> Point-based annotation data

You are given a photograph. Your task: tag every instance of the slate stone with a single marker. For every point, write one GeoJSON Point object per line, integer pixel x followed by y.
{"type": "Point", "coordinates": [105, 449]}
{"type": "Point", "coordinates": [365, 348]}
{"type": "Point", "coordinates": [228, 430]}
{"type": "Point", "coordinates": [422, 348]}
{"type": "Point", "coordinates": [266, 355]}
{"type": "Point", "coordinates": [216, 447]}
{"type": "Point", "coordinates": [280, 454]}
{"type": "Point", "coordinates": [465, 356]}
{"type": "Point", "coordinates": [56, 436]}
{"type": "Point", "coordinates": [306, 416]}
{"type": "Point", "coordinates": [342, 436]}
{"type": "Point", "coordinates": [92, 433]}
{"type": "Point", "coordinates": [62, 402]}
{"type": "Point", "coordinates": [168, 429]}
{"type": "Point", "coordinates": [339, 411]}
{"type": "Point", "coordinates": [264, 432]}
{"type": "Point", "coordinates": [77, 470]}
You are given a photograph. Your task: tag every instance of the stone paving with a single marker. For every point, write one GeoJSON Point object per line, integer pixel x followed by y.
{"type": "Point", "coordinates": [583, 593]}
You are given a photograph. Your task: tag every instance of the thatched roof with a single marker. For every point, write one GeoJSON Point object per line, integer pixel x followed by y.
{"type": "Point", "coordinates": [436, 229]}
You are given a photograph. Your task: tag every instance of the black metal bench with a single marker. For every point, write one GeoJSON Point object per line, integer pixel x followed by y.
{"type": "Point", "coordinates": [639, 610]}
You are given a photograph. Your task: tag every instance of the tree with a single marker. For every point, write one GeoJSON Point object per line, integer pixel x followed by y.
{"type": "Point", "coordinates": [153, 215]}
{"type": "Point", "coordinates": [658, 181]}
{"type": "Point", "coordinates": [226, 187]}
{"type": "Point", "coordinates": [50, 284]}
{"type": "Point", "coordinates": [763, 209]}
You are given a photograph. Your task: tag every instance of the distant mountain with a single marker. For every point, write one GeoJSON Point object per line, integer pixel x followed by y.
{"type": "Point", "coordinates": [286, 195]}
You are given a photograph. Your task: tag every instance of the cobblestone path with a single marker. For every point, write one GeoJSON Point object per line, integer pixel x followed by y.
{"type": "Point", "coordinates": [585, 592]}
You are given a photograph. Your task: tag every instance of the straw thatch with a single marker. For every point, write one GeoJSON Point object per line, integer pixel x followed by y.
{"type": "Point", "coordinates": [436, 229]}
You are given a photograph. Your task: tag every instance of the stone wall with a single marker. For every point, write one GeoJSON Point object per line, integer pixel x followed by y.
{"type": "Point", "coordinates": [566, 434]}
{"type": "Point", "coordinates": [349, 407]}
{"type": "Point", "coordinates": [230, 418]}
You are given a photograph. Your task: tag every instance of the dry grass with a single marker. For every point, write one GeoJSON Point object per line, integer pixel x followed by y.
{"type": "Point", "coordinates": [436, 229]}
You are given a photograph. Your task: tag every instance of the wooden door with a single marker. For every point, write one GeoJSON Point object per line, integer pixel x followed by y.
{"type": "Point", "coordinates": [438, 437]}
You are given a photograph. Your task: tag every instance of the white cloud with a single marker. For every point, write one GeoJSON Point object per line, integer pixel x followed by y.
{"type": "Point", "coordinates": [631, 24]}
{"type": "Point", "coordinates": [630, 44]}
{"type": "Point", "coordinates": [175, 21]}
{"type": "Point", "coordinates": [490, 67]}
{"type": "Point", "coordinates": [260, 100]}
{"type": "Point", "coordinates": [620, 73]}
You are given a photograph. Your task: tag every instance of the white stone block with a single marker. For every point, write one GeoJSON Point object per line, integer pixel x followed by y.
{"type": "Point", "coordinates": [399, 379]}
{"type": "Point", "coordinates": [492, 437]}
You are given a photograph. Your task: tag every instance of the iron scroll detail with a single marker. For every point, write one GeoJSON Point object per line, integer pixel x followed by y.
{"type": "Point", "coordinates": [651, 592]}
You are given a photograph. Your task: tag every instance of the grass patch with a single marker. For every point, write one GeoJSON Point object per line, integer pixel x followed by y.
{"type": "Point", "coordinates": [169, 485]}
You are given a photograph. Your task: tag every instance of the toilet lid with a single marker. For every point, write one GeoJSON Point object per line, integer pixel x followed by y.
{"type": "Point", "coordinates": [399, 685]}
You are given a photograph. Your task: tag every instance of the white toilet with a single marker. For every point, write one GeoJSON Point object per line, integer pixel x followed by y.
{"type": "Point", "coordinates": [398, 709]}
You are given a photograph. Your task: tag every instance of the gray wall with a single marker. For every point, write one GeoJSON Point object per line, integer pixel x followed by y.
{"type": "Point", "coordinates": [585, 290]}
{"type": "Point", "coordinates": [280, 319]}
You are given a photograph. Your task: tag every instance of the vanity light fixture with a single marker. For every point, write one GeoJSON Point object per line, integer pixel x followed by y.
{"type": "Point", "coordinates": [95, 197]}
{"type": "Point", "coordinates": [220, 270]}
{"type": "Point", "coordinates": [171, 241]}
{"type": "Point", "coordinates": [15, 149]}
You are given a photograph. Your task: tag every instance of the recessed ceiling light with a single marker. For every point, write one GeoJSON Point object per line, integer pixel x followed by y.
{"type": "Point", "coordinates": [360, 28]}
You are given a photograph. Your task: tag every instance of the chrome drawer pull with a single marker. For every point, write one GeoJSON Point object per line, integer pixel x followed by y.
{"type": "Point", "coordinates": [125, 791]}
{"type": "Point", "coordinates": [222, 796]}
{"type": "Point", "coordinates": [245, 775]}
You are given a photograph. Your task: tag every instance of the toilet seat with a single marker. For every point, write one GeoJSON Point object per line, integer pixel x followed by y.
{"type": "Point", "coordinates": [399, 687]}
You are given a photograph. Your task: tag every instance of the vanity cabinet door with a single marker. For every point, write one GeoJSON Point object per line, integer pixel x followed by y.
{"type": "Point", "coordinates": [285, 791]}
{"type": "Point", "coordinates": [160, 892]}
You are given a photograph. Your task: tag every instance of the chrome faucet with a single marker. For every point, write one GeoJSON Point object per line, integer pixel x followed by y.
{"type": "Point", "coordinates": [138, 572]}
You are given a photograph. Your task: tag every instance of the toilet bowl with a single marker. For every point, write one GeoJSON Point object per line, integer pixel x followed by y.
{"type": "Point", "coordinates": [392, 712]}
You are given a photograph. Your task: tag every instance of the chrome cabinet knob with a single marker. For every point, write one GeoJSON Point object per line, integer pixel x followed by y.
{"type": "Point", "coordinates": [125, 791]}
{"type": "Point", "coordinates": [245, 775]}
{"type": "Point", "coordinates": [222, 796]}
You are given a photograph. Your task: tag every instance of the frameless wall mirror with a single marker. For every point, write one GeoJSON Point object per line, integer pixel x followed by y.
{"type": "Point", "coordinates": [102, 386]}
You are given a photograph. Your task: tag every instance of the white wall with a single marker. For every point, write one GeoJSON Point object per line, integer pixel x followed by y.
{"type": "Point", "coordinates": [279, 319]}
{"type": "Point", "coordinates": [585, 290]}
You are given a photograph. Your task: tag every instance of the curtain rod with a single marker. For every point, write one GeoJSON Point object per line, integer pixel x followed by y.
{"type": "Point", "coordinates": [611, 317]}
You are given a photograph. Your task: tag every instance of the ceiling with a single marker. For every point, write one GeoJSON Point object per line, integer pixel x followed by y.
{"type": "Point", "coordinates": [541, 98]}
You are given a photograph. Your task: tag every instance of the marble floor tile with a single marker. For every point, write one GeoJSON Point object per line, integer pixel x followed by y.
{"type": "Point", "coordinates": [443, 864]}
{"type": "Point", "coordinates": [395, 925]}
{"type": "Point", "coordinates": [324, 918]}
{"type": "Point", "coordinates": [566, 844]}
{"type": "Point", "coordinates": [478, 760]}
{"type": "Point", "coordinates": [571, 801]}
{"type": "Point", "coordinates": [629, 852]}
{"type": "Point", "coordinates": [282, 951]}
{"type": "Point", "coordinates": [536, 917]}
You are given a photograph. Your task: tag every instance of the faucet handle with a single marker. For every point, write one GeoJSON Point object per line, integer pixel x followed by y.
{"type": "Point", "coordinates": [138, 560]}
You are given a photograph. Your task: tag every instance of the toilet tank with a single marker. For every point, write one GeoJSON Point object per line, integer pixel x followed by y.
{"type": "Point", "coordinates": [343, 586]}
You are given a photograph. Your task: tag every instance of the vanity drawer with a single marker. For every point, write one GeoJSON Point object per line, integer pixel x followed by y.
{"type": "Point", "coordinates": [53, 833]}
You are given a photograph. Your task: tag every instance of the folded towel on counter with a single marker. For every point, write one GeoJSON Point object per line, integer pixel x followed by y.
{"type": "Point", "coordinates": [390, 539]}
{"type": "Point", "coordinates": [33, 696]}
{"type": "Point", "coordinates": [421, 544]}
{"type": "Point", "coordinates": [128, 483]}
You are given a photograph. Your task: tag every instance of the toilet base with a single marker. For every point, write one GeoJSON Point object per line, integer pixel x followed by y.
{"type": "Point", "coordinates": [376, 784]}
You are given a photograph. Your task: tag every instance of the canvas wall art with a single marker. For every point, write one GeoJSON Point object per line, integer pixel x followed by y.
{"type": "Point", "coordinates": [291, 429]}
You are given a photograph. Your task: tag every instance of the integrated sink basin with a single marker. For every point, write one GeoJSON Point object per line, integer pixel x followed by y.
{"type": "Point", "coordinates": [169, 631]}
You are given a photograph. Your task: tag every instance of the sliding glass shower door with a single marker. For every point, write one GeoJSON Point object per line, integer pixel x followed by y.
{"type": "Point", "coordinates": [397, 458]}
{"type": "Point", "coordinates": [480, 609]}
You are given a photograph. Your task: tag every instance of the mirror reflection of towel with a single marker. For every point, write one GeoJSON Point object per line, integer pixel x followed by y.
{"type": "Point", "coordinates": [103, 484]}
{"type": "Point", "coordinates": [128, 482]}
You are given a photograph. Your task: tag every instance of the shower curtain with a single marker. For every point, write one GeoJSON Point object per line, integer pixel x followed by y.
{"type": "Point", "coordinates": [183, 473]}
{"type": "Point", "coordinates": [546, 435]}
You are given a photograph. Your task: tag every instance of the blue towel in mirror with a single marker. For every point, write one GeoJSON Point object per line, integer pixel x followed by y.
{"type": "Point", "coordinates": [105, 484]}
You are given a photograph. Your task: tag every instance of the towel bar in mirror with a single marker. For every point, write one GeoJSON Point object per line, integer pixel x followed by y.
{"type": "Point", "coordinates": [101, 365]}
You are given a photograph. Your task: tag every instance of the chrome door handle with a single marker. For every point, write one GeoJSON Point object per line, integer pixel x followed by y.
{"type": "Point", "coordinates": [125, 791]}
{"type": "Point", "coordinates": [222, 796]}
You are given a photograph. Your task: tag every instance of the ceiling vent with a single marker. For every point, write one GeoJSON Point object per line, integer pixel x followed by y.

> Exercise objective
Give back, exactly as written, the lines from the one with "of the mirror" to the last line.

> Response below
You are given a photograph. Your task: tag every instance of the mirror reflection of towel with a single marker. For every point, write one GeoJSON Point object per line, integer pixel x followed by y.
{"type": "Point", "coordinates": [103, 484]}
{"type": "Point", "coordinates": [128, 482]}
You are given a photograph. Your task: tag every instance of the shower curtain with a single marker. For every point, write one GeoJSON Point object per line, integer pixel x followed by y.
{"type": "Point", "coordinates": [183, 473]}
{"type": "Point", "coordinates": [546, 435]}
You are given a photograph. Your task: tag every instance of the blue towel in mirror with a single marker. For every point, write one GeoJSON Point object per line, integer pixel x followed by y.
{"type": "Point", "coordinates": [105, 484]}
You are given a photograph. Your task: tag every instance of the towel bar in mirror with a single marker. For every point, write one GeoJSON Point object per line, integer pixel x followed by y.
{"type": "Point", "coordinates": [101, 365]}
You are given a photograph. Your task: tag every instance of the chrome door handle with a single marker. For every point, write one GeoJSON Point object per line, integer pixel x followed by y.
{"type": "Point", "coordinates": [125, 791]}
{"type": "Point", "coordinates": [222, 796]}
You are given a photograph. Your task: tag every instance of the ceiling vent with a single marker. For every point, write one GeoJSON Point object per line, integer pixel x followed by y.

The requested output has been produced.